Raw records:
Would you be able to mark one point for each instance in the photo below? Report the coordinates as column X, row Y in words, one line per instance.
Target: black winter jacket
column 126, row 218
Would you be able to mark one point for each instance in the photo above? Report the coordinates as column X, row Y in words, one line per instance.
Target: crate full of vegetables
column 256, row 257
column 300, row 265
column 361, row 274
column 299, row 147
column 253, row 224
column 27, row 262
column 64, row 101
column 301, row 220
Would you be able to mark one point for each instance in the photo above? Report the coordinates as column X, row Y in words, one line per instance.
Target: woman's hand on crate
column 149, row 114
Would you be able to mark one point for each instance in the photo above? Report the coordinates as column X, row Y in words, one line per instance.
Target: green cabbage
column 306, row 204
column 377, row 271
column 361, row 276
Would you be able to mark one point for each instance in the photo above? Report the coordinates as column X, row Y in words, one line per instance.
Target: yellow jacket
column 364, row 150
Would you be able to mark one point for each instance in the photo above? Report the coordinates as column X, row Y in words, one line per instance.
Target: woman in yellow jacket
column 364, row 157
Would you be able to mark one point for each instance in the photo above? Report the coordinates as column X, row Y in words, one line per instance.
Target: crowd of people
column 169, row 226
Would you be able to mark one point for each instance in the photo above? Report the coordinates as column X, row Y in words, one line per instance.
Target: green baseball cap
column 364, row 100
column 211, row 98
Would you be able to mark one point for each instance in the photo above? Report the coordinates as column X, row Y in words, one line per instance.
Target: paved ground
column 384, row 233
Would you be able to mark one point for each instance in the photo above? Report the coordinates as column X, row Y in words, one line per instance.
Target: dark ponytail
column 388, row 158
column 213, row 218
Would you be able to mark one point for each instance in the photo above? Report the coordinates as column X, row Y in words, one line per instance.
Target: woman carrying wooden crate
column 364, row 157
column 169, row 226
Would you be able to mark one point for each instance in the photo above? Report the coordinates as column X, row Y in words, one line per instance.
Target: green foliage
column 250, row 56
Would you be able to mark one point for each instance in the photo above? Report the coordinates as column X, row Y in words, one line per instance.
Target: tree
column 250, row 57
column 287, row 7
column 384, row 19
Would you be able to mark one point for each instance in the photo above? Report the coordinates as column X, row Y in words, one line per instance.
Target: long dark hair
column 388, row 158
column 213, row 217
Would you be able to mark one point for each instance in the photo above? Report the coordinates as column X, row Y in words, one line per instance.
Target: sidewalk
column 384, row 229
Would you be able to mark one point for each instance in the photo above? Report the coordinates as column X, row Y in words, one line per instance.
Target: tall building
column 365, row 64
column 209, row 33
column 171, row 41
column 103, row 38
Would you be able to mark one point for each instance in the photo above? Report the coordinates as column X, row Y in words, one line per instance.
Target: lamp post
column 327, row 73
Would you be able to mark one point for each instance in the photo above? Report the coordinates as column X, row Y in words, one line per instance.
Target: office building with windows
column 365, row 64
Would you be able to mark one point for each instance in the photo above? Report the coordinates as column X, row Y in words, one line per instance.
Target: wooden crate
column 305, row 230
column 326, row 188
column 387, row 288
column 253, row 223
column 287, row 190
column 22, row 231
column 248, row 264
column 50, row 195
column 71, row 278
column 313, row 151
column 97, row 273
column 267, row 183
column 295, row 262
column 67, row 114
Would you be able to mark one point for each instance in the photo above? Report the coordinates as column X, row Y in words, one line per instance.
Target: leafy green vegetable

* [WHAT YOU NEED TO DO]:
Reproduce the listing above verbatim, from first line to last.

* [CORRECT RESPONSE]:
Would you be able to mark one point for each instance in the photo below? Report the coordinates as column X, row Y in words, one line per instance.
Target: black winter jacket
column 126, row 218
Would you be able to mark one point for each instance in the photo above? Report the coordinates as column X, row Y in words, one line per instance.
Target: crate full of vegetables
column 256, row 257
column 300, row 265
column 361, row 274
column 299, row 147
column 253, row 224
column 27, row 262
column 64, row 101
column 301, row 220
Would you be able to mark one point for each instance in the photo above? Report the coordinates as column X, row Y in words, one line per instance.
Target: woman's hand on crate
column 149, row 114
Would you be able to mark one point for each instance in the photo above? Report the coordinates as column X, row Y in words, one line per instance.
Target: green cabbage
column 306, row 204
column 377, row 271
column 361, row 276
Would you be able to mark one point for each instance in the photo above? Report the coordinates as column X, row Y in words, one line per instance.
Target: yellow jacket
column 364, row 150
Would you be able to mark one point for each instance in the photo above? Report the coordinates as column X, row Y in words, one line per instance.
Target: woman in yellow jacket
column 364, row 157
Would you be able to mark one point for each instance in the photo above? Report the coordinates as column X, row Y in words, one line per instance.
Target: crowd of people
column 169, row 226
Would you be able to mark one point for each instance in the photo above? Report the coordinates as column X, row Y in words, one line per instance.
Target: green baseball cap
column 364, row 100
column 211, row 98
Would you be able to mark one point for each instance in the photo above? Report the coordinates as column X, row Y in words, one line per instance.
Target: paved ground
column 384, row 233
Would you be able to mark one point for each instance in the photo above? Report the coordinates as column X, row Y in words, one line per instance.
Target: dark ponytail
column 388, row 158
column 213, row 218
Would you be able to mark one point for each instance in the photo above? Report the coordinates as column X, row Y in words, one line per instance.
Target: woman carrying wooden crate
column 364, row 157
column 169, row 226
Would you be able to mark one point for each instance in the photo above? Report the coordinates as column X, row Y in words, one line per instance.
Target: green foliage
column 250, row 56
Would you be able to mark one point for each instance in the photo above? Report the coordinates as column X, row Y in words, one line per instance.
Target: tree
column 250, row 57
column 287, row 7
column 384, row 19
Would you be able to mark one point for each instance in the photo above? Report the coordinates as column X, row Y in words, one line per instance.
Target: long dark hair
column 388, row 158
column 213, row 217
Would you be able to mark one point for each instance in the photo above? Report the coordinates as column X, row Y in words, one line per instance.
Target: sidewalk
column 384, row 229
Would you be able to mark one point for each instance in the photo above? Report the coordinates as column X, row Y in words, one line per instance.
Target: tall building
column 365, row 64
column 209, row 33
column 171, row 41
column 103, row 38
Would you be able to mark one point for each instance in the photo above? Report the coordinates as column X, row Y in words, one line per instance.
Target: lamp post
column 327, row 73
Would you be able to mark one point for each instance in the photo above? Report the coordinates as column X, row Y in words, one line per instance.
Target: office building with windows
column 365, row 64
Would you be able to mark one point for each instance in the photo above? Report the coordinates as column X, row Y in words, one line per instance.
Target: wooden crate
column 305, row 230
column 326, row 188
column 387, row 288
column 253, row 223
column 287, row 190
column 22, row 231
column 248, row 264
column 50, row 195
column 71, row 278
column 313, row 151
column 97, row 273
column 267, row 183
column 295, row 262
column 67, row 114
Would you be able to mark one point for each instance in the photo above? Report the coordinates as column X, row Y in words, one line per instance.
Target: leafy green vegetable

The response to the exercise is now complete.